Extrait proposé >>
○ ○ ○

Ô ministres intègres...
LES LETTRÉS. - Comme l'a dit Confucius : « Celui qui ne songe pas à l'avenir se prépare bien des souffrances ». Nos dirigeants actuels ne voient que le profit immédiat, sans se prémunir contre des revers possibles ; la hâte de réussir les pousse à commettre toutes les bassesses, ils se damnent pour de l'argent. Jouissant des prérogatives du rang et de la fortune bien qu'ils ne soient pas vertueux, ils marchent sur une chausse-trape qui peut se dérober sous eux à chaque instant et festoient sur la passerelle d'un pont-levis qui risque de s'abattre sur eux d'un moment à l'autre.
Il y avait dans les contrées méridionales un oiseau appelé argus ; il ne se nourrissait que de pousses de bambou et ne buvait que l'eau des sources les plus pures. Tandis qu'il survolait le mont Tai, il rencontra une buse qui venait d'attraper un rat crevé. La buse leva les yeux sur lui et, de peur que l'oiseau ne lui dispute sa charogne, poussa un cri pour l'effrayer. Vous, messieurs les ministres, qui du haut de votre opulence et de votre rang vous plaisez à railler les lettrés, vous nous rappelez la buse du mont Tai poussant son cri pour intimider l'argus.
Soyez polis.
LE GRAND SECRÉTAIRE. - Je croyais que l'instruction servait à bannir la vulgarité du langage, et les rites à polir la rudesse des manières. Ainsi l'éducation soutient la vertu et la courtoisie assouplit le caractère. Vous devriez réfléchir avant de parler et d'agir afin qu'aucune parole malsonnante ne sorte de vos lèvres et vous garder d'actes répréhensibles. Aucun de vos gestes, aucune de vos attitudes ne devrait jamais s'écarter du bon ton. Comportez-vous avec correction et modestie et vous pourrez parler tout le long du jour sans être grossiers et donner tout au long de votre vie le bon exemple. Notre souverain, afin de mieux gouverner, a distribué des charges et établi des lits de justice ; il a institué une hiérarchie des rangs et des salaires pour récompenser le mérite, et vous osez en sa présence parler de « chausse-trape » et de « rat crevé ». Fi ! Quelle trivialité !
Le salaire du juste.
LES LETTRÉS. - Notre très avisé souverain a établi des charges et distribué des émoluments pour honorer les hommes de valeur. C'est à eux et à eux seuls qu'ils doivent revenir. Il n'y a pas de salaire trop élevé ni de trop haute dignité pour le juste. Mais à celui qui est impropre à s'acquitter d'une tâche si humble soit-elle, le don d'une mesure de riz ou d'un bol de soupe est un préjudice causé à la nation. La buse n'attrapa qu'un rat crevé dans quelque vallée obscure, elle n'a jamais fait de tort à personne. Tandis que vous autres, fonctionnaires, vous dilapidez les biens de votre monarque et vous engraissez sur le pays, bravant les foudres de la loi. Malheur à vous, la mécanique pourrait un jour se mettre en mouvement contre vous, car en menaces vous en remontreriez à la buse du mont Tai !

○ ○ ○

Données fournies >>
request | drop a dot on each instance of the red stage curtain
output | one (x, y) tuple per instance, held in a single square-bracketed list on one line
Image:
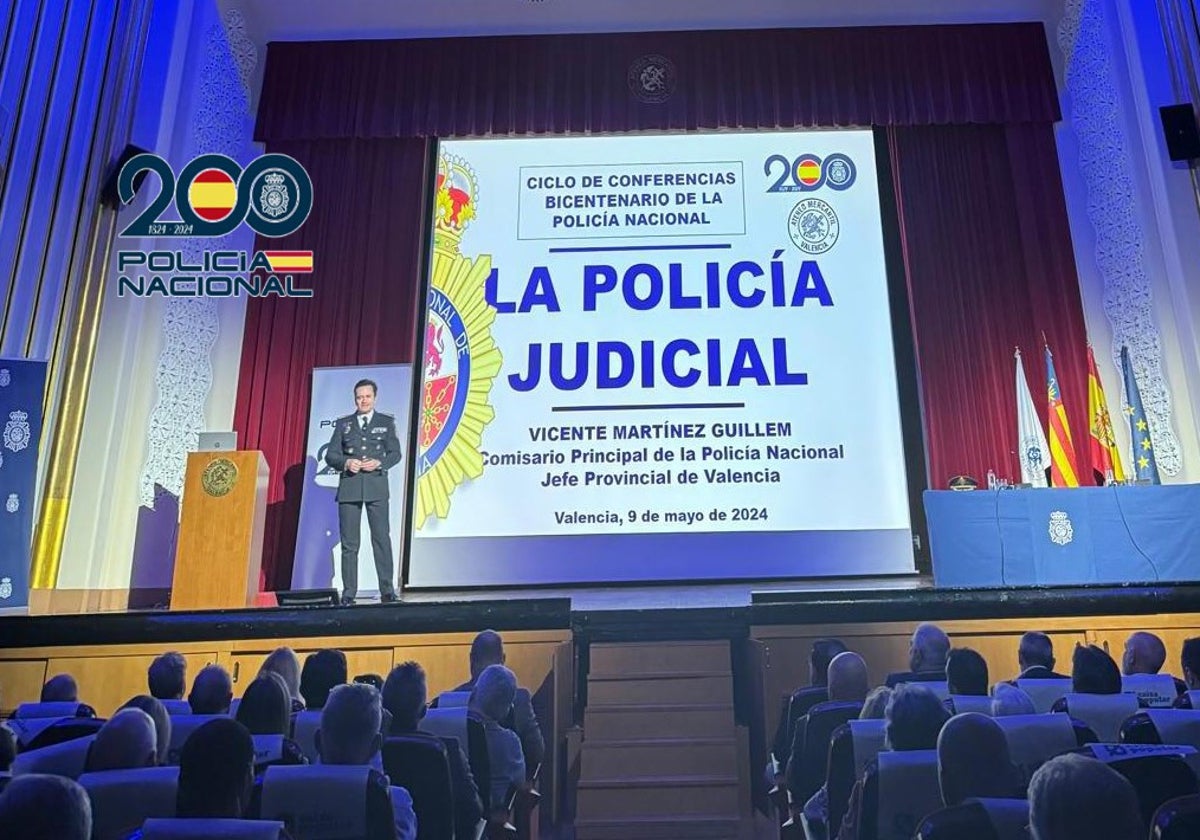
[(365, 233), (990, 268), (725, 79)]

○ ○ ○

Travail demandé >>
1) Reproduisez fidèlement le passage de l'extrait proposé qui va de « LE GRAND SECRÉTAIRE. » jusqu'à « Quelle trivialité ! ».
2) D'après l'extrait proposé, pourquoi la buse pousse-t-elle un cri lorsqu'elle lève les yeux sur l'argus ? Répondez en une à trois phrases.
3) Selon l'extrait proposé, de quoi l'argus se nourrit-il ?

Réponses finales >>
1)
LE GRAND SECRÉTAIRE. - Je croyais que l'instruction servait à bannir la vulgarité du langage, et les rites à polir la rudesse des manières. Ainsi l'éducation soutient la vertu et la courtoisie assouplit le caractère. Vous devriez réfléchir avant de parler et d'agir afin qu'aucune parole malsonnante ne sorte de vos lèvres et vous garder d'actes répréhensibles. Aucun de vos gestes, aucune de vos attitudes ne devrait jamais s'écarter du bon ton. Comportez-vous avec correction et modestie et vous pourrez parler tout le long du jour sans être grossiers et donner tout au long de votre vie le bon exemple. Notre souverain, afin de mieux gouverner, a distribué des charges et établi des lits de justice ; il a institué une hiérarchie des rangs et des salaires pour récompenser le mérite, et vous osez en sa présence parler de « chausse-trape » et de « rat crevé ». Fi ! Quelle trivialité !

2) La buse crie pour effrayer l'argus, car elle craint qu'il ne lui dispute le rat crevé qu'elle vient d'attraper.

3) Il ne se nourrit que de pousses de bambou.